DESCRIPTION OF THE TASK
Your copy should contain exactly the lines from the one that holds "TARGET = dog's fur coat" through the end of the material, reproduced as written, with no pictures.

* start *

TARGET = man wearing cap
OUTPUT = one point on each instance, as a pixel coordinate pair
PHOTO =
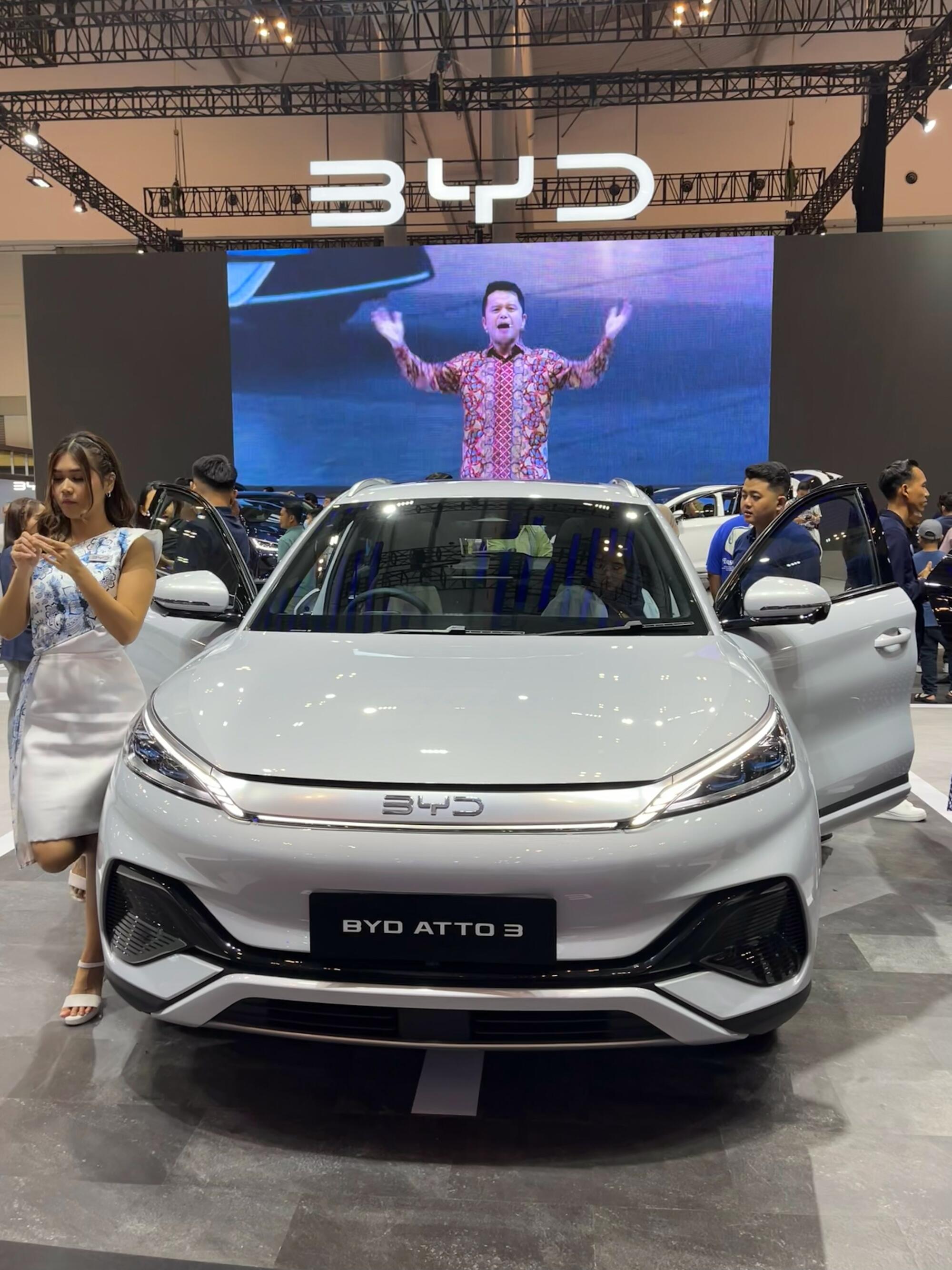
(927, 558)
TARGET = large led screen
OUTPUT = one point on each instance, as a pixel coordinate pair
(381, 362)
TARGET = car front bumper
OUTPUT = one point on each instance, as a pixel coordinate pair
(617, 894)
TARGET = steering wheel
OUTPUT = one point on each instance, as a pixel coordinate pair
(397, 592)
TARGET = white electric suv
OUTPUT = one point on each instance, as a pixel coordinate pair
(483, 766)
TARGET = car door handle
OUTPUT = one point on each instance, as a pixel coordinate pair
(894, 639)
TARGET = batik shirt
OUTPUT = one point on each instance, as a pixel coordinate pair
(507, 403)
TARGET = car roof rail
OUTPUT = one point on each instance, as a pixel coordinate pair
(367, 483)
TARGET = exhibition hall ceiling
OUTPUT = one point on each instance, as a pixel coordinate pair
(730, 136)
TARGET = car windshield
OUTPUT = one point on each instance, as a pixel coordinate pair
(484, 566)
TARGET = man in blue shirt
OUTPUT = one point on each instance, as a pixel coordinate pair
(924, 560)
(720, 554)
(793, 553)
(903, 486)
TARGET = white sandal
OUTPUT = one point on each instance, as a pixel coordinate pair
(80, 1000)
(78, 882)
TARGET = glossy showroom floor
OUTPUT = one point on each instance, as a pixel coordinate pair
(831, 1150)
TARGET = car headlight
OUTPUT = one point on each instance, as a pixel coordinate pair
(159, 759)
(761, 757)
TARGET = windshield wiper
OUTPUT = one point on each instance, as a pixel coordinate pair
(448, 630)
(635, 627)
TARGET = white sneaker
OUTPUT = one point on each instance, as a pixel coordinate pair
(905, 810)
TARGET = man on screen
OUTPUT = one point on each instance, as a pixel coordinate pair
(507, 388)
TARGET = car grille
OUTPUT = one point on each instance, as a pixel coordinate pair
(138, 920)
(488, 1029)
(764, 940)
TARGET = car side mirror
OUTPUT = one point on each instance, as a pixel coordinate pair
(195, 595)
(777, 601)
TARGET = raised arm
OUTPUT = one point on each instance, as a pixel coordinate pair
(426, 376)
(124, 614)
(585, 375)
(14, 606)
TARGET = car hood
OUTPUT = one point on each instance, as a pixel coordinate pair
(461, 710)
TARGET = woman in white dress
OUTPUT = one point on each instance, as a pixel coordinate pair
(83, 582)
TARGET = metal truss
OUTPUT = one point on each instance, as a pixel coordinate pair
(924, 70)
(677, 231)
(395, 97)
(686, 190)
(35, 33)
(98, 197)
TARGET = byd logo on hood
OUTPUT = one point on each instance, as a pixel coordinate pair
(486, 196)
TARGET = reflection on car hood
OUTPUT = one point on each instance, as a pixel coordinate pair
(461, 710)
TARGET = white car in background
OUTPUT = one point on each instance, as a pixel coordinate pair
(482, 766)
(703, 509)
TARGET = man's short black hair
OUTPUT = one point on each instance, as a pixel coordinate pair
(503, 286)
(218, 471)
(776, 475)
(899, 473)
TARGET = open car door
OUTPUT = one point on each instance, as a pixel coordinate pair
(195, 541)
(844, 680)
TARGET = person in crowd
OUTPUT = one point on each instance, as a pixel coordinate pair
(215, 479)
(291, 519)
(83, 583)
(903, 486)
(612, 590)
(507, 389)
(924, 559)
(21, 517)
(720, 554)
(793, 553)
(812, 519)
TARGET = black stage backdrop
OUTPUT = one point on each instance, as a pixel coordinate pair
(135, 349)
(138, 349)
(861, 366)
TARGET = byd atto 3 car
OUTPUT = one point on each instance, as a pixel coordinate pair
(482, 765)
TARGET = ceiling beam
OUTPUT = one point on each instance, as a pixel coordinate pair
(35, 33)
(924, 70)
(82, 185)
(416, 96)
(672, 190)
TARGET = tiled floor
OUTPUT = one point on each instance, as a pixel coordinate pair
(831, 1149)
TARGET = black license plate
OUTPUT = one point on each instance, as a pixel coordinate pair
(381, 928)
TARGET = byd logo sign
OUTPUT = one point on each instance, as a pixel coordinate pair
(486, 196)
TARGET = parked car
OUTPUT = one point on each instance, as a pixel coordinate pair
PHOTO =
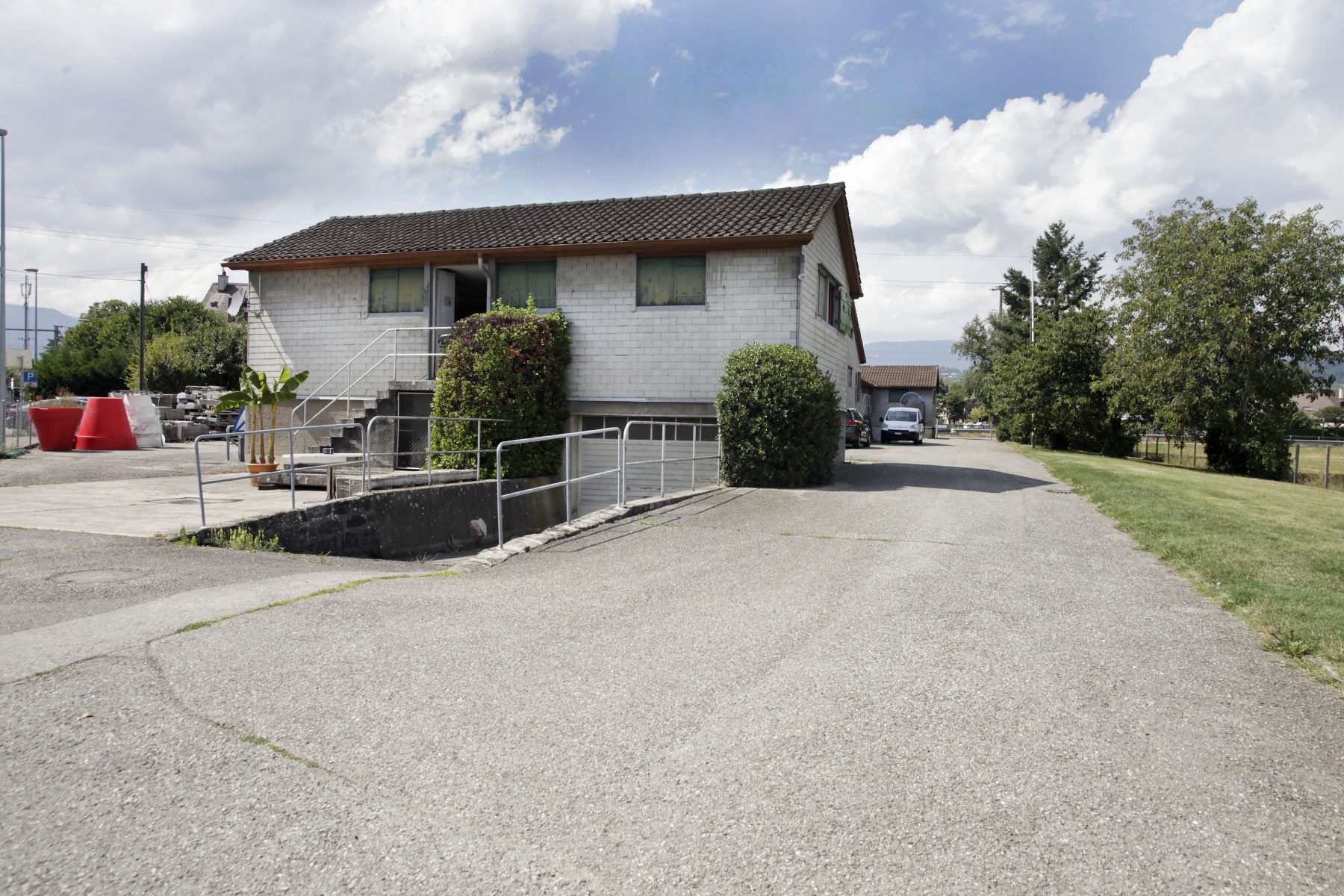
(902, 423)
(856, 430)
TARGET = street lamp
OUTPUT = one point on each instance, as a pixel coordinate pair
(3, 294)
(34, 272)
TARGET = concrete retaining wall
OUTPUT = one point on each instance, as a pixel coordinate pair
(406, 523)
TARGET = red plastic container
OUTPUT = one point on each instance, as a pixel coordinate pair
(105, 428)
(55, 426)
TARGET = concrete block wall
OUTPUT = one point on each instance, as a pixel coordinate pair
(317, 320)
(836, 352)
(671, 352)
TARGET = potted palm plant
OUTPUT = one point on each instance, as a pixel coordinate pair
(255, 394)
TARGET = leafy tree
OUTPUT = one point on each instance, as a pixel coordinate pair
(1332, 414)
(779, 418)
(1054, 388)
(505, 364)
(1228, 314)
(957, 402)
(96, 355)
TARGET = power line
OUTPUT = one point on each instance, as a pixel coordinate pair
(127, 240)
(159, 211)
(940, 255)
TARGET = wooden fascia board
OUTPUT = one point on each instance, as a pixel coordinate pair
(531, 253)
(851, 257)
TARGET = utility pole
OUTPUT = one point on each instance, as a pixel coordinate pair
(4, 243)
(1034, 314)
(143, 269)
(34, 272)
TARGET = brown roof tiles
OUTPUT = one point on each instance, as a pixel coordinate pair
(752, 213)
(900, 375)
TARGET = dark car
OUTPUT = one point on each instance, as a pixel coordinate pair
(856, 430)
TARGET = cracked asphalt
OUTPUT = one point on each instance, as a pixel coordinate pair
(944, 673)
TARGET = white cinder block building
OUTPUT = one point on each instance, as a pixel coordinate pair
(658, 290)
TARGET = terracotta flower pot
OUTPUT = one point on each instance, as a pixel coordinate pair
(57, 426)
(261, 467)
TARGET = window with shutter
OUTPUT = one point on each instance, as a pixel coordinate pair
(670, 281)
(519, 280)
(396, 290)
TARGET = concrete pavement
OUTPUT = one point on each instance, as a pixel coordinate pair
(942, 673)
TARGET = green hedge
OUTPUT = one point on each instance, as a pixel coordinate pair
(779, 418)
(510, 364)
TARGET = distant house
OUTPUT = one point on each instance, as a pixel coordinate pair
(902, 385)
(1328, 399)
(228, 299)
(658, 292)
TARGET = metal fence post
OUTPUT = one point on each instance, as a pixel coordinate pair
(293, 469)
(499, 491)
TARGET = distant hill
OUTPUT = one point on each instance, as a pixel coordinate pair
(921, 351)
(47, 317)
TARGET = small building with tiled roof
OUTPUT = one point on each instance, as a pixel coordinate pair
(658, 289)
(902, 385)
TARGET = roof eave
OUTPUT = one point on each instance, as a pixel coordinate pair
(526, 253)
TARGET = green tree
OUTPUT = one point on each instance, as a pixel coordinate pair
(1053, 388)
(97, 354)
(956, 401)
(779, 418)
(504, 364)
(1228, 314)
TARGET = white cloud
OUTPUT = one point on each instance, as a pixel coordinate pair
(1250, 107)
(279, 109)
(839, 78)
(1021, 13)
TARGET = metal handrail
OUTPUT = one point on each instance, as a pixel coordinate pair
(349, 367)
(293, 467)
(370, 453)
(569, 480)
(663, 458)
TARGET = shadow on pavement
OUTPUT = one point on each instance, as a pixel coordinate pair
(889, 477)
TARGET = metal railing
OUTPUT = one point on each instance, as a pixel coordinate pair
(569, 479)
(663, 460)
(293, 465)
(429, 444)
(435, 334)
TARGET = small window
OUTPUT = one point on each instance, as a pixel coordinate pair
(671, 281)
(519, 280)
(396, 290)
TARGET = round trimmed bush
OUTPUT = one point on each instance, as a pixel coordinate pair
(779, 418)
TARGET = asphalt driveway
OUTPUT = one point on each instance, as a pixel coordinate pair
(942, 673)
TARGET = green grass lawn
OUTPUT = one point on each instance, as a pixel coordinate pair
(1272, 553)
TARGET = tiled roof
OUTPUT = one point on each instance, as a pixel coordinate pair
(753, 213)
(900, 375)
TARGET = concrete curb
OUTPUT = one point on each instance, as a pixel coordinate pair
(522, 544)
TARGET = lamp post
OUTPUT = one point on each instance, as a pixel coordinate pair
(34, 355)
(3, 294)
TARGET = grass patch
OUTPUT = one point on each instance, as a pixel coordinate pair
(262, 742)
(1272, 553)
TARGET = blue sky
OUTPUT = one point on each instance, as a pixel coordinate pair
(960, 128)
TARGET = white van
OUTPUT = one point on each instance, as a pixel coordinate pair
(902, 423)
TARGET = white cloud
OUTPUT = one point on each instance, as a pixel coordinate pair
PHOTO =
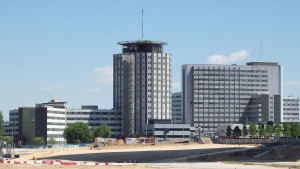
(94, 90)
(103, 74)
(54, 87)
(232, 58)
(291, 83)
(176, 87)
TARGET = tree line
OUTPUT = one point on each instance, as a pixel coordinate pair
(79, 132)
(286, 129)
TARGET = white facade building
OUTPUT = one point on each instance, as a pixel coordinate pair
(291, 109)
(94, 117)
(215, 95)
(177, 108)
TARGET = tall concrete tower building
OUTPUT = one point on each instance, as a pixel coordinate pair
(142, 84)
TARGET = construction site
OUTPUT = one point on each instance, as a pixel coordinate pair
(147, 153)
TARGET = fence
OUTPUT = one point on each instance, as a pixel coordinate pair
(292, 141)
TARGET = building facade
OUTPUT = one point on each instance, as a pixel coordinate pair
(142, 84)
(48, 120)
(95, 117)
(177, 108)
(291, 109)
(215, 95)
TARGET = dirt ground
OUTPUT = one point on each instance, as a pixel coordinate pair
(284, 153)
(173, 156)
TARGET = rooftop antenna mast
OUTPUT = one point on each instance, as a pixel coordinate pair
(142, 24)
(260, 49)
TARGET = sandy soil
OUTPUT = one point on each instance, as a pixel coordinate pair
(151, 157)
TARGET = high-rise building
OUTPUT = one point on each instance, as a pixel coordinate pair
(142, 84)
(215, 95)
(291, 109)
(177, 108)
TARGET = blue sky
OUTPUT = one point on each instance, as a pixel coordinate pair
(64, 49)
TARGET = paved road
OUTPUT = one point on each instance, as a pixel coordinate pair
(139, 156)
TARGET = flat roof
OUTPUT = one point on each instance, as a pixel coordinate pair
(129, 43)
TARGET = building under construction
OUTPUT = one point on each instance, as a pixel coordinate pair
(142, 84)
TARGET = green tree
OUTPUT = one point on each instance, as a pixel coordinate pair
(137, 135)
(228, 131)
(1, 125)
(269, 131)
(39, 141)
(245, 131)
(77, 132)
(287, 129)
(51, 141)
(253, 130)
(278, 129)
(237, 131)
(102, 131)
(295, 130)
(271, 123)
(7, 139)
(261, 130)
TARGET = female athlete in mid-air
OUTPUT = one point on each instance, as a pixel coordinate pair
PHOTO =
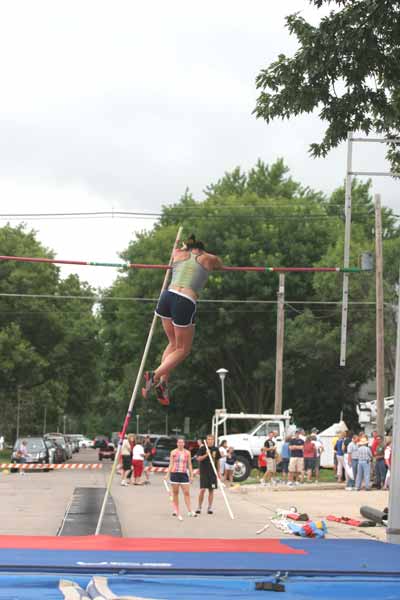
(191, 267)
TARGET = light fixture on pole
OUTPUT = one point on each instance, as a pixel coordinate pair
(222, 373)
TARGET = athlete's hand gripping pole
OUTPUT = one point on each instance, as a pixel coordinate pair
(219, 482)
(135, 390)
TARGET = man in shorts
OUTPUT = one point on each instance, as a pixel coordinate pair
(270, 454)
(296, 461)
(208, 479)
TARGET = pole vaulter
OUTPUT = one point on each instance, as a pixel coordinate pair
(135, 391)
(126, 265)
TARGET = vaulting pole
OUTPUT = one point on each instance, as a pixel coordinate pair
(127, 265)
(393, 529)
(346, 259)
(135, 391)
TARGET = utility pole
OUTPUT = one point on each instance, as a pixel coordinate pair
(393, 529)
(380, 344)
(280, 330)
(18, 408)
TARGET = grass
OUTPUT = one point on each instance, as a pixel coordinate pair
(325, 476)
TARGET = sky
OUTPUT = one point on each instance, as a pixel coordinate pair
(123, 105)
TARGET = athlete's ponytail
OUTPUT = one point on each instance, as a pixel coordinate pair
(192, 244)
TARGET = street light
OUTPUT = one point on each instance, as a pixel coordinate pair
(222, 374)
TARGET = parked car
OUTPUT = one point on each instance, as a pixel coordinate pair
(85, 443)
(100, 440)
(56, 453)
(73, 442)
(60, 441)
(107, 451)
(37, 450)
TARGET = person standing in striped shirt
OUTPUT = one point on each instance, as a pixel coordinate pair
(364, 463)
(180, 474)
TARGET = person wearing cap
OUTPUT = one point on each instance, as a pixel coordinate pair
(380, 466)
(315, 432)
(364, 463)
(296, 461)
(352, 457)
(319, 448)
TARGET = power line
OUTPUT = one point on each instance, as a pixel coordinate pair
(215, 212)
(205, 301)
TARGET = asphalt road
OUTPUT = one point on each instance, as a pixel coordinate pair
(35, 504)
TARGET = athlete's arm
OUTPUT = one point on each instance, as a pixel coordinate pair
(171, 456)
(213, 262)
(190, 464)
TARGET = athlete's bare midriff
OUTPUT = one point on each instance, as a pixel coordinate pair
(184, 291)
(208, 261)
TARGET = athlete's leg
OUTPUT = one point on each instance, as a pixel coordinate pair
(183, 340)
(201, 498)
(210, 498)
(186, 497)
(175, 497)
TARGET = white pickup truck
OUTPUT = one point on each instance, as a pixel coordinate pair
(248, 445)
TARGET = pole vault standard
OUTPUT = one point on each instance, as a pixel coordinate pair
(127, 265)
(347, 234)
(134, 393)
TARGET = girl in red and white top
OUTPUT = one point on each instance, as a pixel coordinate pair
(137, 462)
(388, 461)
(180, 474)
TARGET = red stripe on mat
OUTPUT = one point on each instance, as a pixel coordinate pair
(115, 544)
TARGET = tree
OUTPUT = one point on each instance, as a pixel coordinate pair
(49, 345)
(347, 68)
(261, 217)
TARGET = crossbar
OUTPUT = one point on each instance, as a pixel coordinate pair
(265, 269)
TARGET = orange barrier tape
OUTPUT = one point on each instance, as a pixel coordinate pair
(58, 467)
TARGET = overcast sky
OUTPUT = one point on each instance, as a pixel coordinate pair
(122, 105)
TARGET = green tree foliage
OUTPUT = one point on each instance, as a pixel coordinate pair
(49, 347)
(347, 67)
(257, 218)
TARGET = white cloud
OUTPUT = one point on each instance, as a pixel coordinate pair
(125, 104)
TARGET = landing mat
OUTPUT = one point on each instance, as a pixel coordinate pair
(182, 568)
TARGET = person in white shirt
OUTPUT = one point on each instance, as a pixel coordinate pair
(316, 440)
(222, 450)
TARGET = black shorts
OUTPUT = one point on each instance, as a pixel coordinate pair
(208, 481)
(179, 309)
(309, 464)
(285, 465)
(179, 478)
(126, 462)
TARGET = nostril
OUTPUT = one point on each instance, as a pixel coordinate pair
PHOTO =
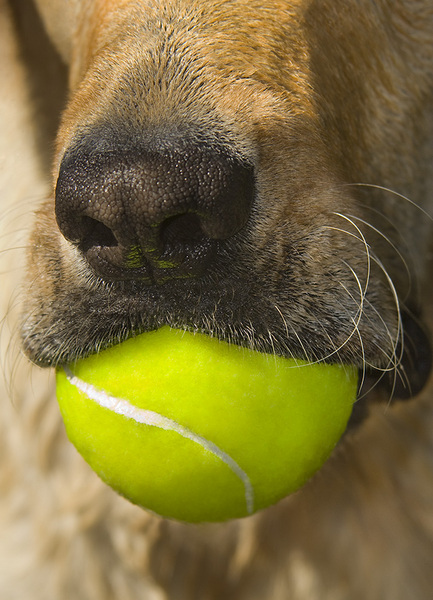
(95, 234)
(181, 230)
(184, 244)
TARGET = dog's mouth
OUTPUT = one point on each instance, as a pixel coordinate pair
(182, 237)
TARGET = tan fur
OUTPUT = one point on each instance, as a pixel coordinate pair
(362, 528)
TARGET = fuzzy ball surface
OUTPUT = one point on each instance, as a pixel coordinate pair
(196, 429)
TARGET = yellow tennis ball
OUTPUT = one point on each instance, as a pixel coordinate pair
(197, 429)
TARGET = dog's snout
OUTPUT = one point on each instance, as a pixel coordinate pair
(152, 215)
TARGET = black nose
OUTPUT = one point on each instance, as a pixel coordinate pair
(152, 215)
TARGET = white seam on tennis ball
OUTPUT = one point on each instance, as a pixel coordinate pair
(148, 417)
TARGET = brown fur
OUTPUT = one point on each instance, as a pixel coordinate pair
(330, 102)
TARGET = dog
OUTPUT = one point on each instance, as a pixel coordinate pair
(259, 171)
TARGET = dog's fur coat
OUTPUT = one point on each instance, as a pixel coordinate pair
(330, 102)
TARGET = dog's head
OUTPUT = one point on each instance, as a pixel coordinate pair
(248, 169)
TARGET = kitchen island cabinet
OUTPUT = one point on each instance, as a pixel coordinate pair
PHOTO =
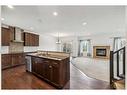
(54, 71)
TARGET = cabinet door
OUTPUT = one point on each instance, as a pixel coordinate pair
(18, 59)
(47, 70)
(6, 60)
(5, 36)
(55, 72)
(15, 59)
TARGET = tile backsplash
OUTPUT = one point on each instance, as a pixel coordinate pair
(16, 47)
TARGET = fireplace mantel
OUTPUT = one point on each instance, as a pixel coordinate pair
(101, 52)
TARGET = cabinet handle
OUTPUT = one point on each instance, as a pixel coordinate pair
(55, 63)
(50, 66)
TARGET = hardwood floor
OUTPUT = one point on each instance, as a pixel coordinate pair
(18, 78)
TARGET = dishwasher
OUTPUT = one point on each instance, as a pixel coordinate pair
(28, 64)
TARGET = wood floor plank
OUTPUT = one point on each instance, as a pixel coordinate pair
(18, 78)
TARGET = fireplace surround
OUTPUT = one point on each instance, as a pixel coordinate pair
(101, 52)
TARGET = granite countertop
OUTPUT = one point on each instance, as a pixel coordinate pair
(48, 56)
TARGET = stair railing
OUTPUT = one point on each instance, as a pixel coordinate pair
(112, 78)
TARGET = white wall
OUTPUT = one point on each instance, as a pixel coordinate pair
(126, 50)
(96, 40)
(47, 42)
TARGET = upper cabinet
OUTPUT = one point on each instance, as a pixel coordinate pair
(6, 35)
(31, 39)
(15, 34)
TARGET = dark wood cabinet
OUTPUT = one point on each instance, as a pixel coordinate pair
(10, 60)
(6, 36)
(54, 71)
(31, 39)
(18, 59)
(6, 60)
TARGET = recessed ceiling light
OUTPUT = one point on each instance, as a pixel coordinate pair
(10, 6)
(84, 23)
(55, 13)
(31, 28)
(2, 19)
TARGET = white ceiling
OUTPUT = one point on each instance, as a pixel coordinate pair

* end *

PROBLEM SOLUTION
TARGET = dog's fur coat
OUTPUT = one point on each instance, as a pixel coordinate pair
(330, 102)
TARGET = dog's head
OUTPUT = one point on each instance, as a pixel coordinate pair
(248, 169)
TARGET = kitchen island cabinet
OUTPUT = one point on each instance, as a pixel coordinate pair
PHOTO =
(54, 71)
TARGET = cabinet door
OUTPUT = one point on each instance, as a pixel coordinate pair
(18, 59)
(47, 70)
(6, 60)
(5, 36)
(55, 72)
(15, 59)
TARGET = tile backsplash
OUTPUT = one point on each instance, as a pixel coordinate pair
(16, 47)
TARGET = fireplace mantel
OUTPUT = one point on each instance, as a pixel coordinate pair
(101, 52)
TARGET = cabinet handle
OUTPUT = one point on each instance, as a pixel coordinate pair
(55, 63)
(50, 66)
TARGET = hardwood floor
OUTPUT = one point on each instance, as a pixel coordinate pair
(18, 78)
TARGET = dishwasher
OUTPUT = one point on each instance, as a pixel coordinate pair
(28, 64)
TARGET = wood floor plank
OUTPUT = one point on each instance, as a pixel coordinate pair
(18, 78)
TARGET = fireplace surround
OUTPUT = one point on each instance, as a pixel coordinate pair
(101, 52)
TARGET = granite countertop
OUTPUT = one point on each instance, as a pixel coordinate pair
(48, 56)
TARGET = stair railing
OUTPUT = one point on each instance, as a pixel coordinate pair
(112, 78)
TARGET = white wall
OUTPUT = one point on each instance, as a pixel coordinate pair
(126, 50)
(96, 40)
(47, 42)
TARGET = upper cabinet
OUTPUT = one point on each instance, as a pixel coordinate pair
(6, 35)
(31, 39)
(15, 34)
TARGET = dark wood cabinet
OUTPUT = one point on each instance, as a pixel coordinate pair
(10, 60)
(6, 36)
(54, 71)
(31, 39)
(18, 59)
(6, 60)
TARGET = recessed ceiling light
OUTPUT = one point on each instance, as a pixel coordinate pair
(10, 6)
(84, 23)
(55, 13)
(31, 28)
(2, 19)
TARGET = white ceiling
OUTPUT = one point on each instance, as a pixel coordinate pair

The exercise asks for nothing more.